ENTRIES SUPPLIED:
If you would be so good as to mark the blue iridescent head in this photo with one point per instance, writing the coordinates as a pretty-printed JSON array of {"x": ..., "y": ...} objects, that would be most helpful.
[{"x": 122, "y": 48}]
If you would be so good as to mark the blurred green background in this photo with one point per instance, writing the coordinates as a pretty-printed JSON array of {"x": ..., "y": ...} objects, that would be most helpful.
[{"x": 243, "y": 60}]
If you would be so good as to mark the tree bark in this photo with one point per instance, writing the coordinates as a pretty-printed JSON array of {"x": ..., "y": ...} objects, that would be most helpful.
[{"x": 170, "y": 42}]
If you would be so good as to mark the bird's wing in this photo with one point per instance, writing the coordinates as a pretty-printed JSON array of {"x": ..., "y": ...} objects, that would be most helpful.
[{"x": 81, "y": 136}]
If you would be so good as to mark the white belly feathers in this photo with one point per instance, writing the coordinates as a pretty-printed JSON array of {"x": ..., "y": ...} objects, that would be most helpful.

--

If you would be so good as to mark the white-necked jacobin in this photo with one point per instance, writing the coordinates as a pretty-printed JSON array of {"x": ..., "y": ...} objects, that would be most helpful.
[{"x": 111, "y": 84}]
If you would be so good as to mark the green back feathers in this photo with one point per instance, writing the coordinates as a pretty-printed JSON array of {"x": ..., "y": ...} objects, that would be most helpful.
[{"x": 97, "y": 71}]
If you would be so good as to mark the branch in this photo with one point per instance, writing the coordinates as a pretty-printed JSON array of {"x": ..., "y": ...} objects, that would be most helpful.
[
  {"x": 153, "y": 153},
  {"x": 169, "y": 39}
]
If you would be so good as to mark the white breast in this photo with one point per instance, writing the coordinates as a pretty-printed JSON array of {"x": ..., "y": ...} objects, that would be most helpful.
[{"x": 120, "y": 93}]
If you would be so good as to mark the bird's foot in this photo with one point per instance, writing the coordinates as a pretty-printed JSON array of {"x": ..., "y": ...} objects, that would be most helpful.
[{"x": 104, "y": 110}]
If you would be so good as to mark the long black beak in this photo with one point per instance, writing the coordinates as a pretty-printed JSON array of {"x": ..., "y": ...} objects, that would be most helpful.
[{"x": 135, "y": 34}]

WHAT IS EXPECTED:
Output exactly one stretch of the listing: from the line containing "If you would be so good as to mark the blurred" through the line containing "the white belly", both end lines included.

WRITTEN RESPONSE:
If you would be so good as to mark the blurred green background in this photo with one point per instance, writing the coordinates as a pretty-printed JSON array of {"x": ..., "y": ...} objects, that would be most helpful.
[{"x": 243, "y": 60}]
If you would be so good as to mark the tree bark in this photo with one point per instance, writing the coordinates as a pretty-printed JSON array of {"x": ..., "y": ...} objects, that would be most helpful.
[{"x": 170, "y": 42}]
If you would be so good as to mark the bird's wing in this photo with one point per instance, writing the coordinates as a pretty-printed JSON array of {"x": ..., "y": ...} objects, that would be most helpful.
[{"x": 81, "y": 136}]
If you would be so good as to mark the white belly feathers in this photo with one point per instance, writing the coordinates as a pretty-printed JSON array of {"x": ..., "y": ...} objects, that would be most helpful.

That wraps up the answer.